**SET PROBLEM 1**
In the forum thread about pinch collars, where should the prong collar sit on the dog's neck, according to the post by Jak?
**SET PROBLEM 2**
Resume the forum thread about pinch collars from the point where it stops.

**QUOTED PASSAGE**
********************
I've considered trying a pinch collar. Like most people I am wary about them but I'm willing to give it a shot. There are several trainers where I work, as well as pinches I could use for trial, so I would definitely get advise on the best way to go about using it.

My question is this, do you guys think this will work any better? Since she's so stubborn and does her best to ignore discomfort, I'm afraid she'll still pull on the pinch and I don't want her injuring herself or just irritating her skin in a different area.


----------



## Jak (Sep 17, 2007)

I was in your exact situation a few months ago. When I used the Head Harness with Jak, he would pull so strongly that it would leave imprints on his face, after one night where it came way too close to hurting his eye, I decided to stop using it.

I ended up using the prong/pinch collar and it works way better than both the Gentle Leader Head Harness and Easy Walk Harness. Jak is a husky and a rescued stray, so he would pull really hard, but now I have him under control. (Its not a heel, but I don't mind  ) He didn't show any response to the discomfort from the other two, but he is much more responsive with the prong. So I'd say definitely try it out.

When you put it on keep it right under the chin, and snug enough not to fall down, because if you put in on your dog's throat you'll risk a throat injury. [http://leerburg.com/fit-prong.htm]

Edit: Oh! And by the way, I don't "pop" the prong collar at all. I really don't see any need to, if you slow down or stop and your dog keeps pulling they just reach the end and correct themselves, same dynamic as all the other training aids.


----------



## Curbside Prophet (Apr 28, 2006)

What kind of training are you doing in addition to the tool?


----------



## leesuh (Mar 2, 2008)

Jak - Thanks for the info, that's good to hear! I'll give it a shot if I don't manage to get this head harness thing worked out.

Curb - Well I did the initial getting used to it routine although sometimes she does still try to mess with the nose strap, not usually during the walk but on our way back in. When she does this I walk her along faster so she can't stop to use her feet and then it only gets taken off after she sits calmly and leaves it alone. For corrections I do what the booklet it came with said about gently pulling up with the lead. Maybe I need to make her stop and sit anytime she starts pulling on it? This will be a lot of stopping and sitting but whatever works.


----------



## Curbside Prophet (Apr 28, 2006)
********************
[Data records]
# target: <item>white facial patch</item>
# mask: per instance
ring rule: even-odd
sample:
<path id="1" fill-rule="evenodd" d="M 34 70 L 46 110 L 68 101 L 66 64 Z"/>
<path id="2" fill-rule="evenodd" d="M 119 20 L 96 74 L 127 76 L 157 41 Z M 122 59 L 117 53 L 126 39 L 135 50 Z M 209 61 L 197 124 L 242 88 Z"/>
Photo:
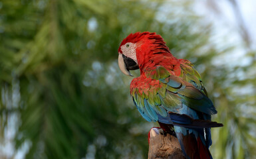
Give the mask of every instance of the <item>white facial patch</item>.
<path id="1" fill-rule="evenodd" d="M 136 45 L 134 43 L 127 42 L 121 46 L 121 50 L 122 54 L 126 57 L 130 58 L 134 60 L 136 63 Z"/>

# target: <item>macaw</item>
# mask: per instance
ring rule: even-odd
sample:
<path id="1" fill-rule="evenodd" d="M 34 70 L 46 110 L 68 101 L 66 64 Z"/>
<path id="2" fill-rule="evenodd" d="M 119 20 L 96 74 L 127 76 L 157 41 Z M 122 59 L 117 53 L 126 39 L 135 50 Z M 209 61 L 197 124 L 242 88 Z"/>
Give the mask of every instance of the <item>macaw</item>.
<path id="1" fill-rule="evenodd" d="M 189 60 L 175 58 L 160 35 L 138 32 L 122 41 L 118 66 L 131 76 L 129 70 L 140 69 L 130 94 L 146 121 L 174 133 L 186 158 L 212 158 L 211 127 L 223 125 L 211 121 L 217 111 Z"/>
********************
**TASK RESPONSE 1**
Right under the chin, snug enough not to fall down.

**TASK RESPONSE 2**
leesuh said:


> Curb - Well I did the initial getting used to it routine although sometimes she does still try to mess with the nose strap, not usually during the walk but on our way back in. When she does this I walk her along faster so she can't stop to use her feet and then it only gets taken off after she sits calmly and leaves it alone. For corrections I do what the booklet it came with said about gently pulling up with the lead. Maybe I need to make her stop and sit anytime she starts pulling on it? This will be a lot of stopping and sitting but whatever works.


I think you need to take a step back and teach her why being at your side is the most rewarding. Is she food motivated? Have you read the sticky on loose leash walking?


----------



## helen01 (Mar 21, 2008)

i've been through that many collars, chocker's and also the gentle leader. none worked with jade, until i got a harness, it's a lot better, no pulling on her neck or head or nose, it goes around her body, with the lead at the top of her body. so i guess it's just trial and error. good luck.


----------



## leesuh (Mar 2, 2008)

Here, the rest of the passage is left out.